### Short task
Work out how many lines in the rows below contain the string "white", with case counting, and give only that number.

::::::

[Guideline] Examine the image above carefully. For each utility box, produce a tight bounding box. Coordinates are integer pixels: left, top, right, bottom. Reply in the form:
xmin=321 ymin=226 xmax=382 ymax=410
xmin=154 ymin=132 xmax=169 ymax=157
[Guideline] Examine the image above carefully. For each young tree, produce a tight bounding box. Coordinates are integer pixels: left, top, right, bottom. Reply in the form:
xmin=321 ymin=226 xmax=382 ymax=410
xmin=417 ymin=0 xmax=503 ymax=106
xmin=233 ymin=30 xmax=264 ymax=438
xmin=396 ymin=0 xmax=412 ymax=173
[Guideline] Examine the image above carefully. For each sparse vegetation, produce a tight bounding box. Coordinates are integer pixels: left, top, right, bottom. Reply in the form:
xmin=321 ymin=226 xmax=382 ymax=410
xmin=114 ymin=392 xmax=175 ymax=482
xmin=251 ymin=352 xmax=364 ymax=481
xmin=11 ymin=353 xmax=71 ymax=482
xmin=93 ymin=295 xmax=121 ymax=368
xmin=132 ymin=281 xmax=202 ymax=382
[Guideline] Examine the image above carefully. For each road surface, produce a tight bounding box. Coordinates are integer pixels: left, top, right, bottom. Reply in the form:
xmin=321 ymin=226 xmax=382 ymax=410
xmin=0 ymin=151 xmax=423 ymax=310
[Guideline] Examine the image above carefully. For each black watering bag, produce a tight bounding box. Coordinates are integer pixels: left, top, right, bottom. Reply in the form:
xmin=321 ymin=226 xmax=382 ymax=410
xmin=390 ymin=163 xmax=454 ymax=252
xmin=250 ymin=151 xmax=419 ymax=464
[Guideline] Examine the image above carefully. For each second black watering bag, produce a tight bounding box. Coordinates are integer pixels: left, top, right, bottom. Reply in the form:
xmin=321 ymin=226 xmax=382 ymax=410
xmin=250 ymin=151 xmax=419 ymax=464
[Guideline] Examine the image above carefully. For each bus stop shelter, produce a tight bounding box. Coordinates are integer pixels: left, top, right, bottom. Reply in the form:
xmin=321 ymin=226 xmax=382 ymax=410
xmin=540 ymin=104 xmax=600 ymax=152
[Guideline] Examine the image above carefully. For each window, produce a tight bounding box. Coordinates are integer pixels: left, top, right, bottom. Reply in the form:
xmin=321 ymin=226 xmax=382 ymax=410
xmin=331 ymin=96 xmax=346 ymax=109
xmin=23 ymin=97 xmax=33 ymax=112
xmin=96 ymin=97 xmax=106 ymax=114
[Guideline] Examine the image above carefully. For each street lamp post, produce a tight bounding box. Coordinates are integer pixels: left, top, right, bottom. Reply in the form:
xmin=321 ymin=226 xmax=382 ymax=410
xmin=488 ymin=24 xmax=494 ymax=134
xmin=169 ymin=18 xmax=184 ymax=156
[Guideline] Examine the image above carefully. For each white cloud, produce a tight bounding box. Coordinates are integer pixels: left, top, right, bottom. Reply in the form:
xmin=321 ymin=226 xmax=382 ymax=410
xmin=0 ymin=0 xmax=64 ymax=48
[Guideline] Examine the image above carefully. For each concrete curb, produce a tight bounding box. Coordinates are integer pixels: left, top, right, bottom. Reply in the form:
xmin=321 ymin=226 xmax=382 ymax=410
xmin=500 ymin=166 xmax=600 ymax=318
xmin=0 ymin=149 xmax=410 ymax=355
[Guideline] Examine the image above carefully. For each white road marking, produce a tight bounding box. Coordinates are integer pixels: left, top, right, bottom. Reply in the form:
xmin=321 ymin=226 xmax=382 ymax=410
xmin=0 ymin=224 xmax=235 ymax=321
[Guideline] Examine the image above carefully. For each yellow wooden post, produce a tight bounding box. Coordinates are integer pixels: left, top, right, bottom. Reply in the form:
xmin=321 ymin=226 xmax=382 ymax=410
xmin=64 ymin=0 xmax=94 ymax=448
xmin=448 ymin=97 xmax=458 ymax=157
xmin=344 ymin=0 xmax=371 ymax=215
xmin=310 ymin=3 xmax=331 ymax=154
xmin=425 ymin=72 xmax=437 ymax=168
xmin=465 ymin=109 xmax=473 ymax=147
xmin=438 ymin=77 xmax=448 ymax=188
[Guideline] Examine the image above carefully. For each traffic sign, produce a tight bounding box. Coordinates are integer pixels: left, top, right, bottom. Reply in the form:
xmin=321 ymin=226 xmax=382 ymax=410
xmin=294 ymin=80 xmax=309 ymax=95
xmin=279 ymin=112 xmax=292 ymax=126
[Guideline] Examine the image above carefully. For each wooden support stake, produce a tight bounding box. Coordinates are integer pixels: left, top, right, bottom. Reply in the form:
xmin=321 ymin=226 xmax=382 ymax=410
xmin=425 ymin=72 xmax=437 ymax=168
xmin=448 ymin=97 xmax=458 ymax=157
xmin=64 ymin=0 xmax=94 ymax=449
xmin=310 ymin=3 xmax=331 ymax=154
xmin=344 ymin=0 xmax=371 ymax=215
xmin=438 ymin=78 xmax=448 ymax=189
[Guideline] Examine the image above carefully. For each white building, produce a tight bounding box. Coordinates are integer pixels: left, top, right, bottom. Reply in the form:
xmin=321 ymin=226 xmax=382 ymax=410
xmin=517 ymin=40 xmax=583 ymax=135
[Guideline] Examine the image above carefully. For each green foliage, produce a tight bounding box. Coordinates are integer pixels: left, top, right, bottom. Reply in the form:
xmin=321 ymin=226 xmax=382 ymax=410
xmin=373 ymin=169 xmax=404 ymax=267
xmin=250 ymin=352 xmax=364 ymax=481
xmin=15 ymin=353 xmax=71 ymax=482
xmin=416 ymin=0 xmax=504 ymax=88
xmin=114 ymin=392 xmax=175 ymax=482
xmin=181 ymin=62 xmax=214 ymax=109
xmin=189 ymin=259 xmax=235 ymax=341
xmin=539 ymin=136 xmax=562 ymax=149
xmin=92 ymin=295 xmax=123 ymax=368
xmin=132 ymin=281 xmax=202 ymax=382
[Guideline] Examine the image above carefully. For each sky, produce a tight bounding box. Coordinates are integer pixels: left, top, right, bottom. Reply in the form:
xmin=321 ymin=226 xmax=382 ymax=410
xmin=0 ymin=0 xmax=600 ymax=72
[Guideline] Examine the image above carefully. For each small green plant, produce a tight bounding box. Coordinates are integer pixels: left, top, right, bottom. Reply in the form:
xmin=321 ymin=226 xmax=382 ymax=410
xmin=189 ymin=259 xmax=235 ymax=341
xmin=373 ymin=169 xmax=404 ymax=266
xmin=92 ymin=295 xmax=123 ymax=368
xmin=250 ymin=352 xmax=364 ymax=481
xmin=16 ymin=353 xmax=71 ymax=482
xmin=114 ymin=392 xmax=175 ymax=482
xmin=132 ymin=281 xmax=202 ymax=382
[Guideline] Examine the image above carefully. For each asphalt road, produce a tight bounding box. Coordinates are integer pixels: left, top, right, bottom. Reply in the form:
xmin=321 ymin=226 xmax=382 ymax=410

::::::

### Exercise answer
3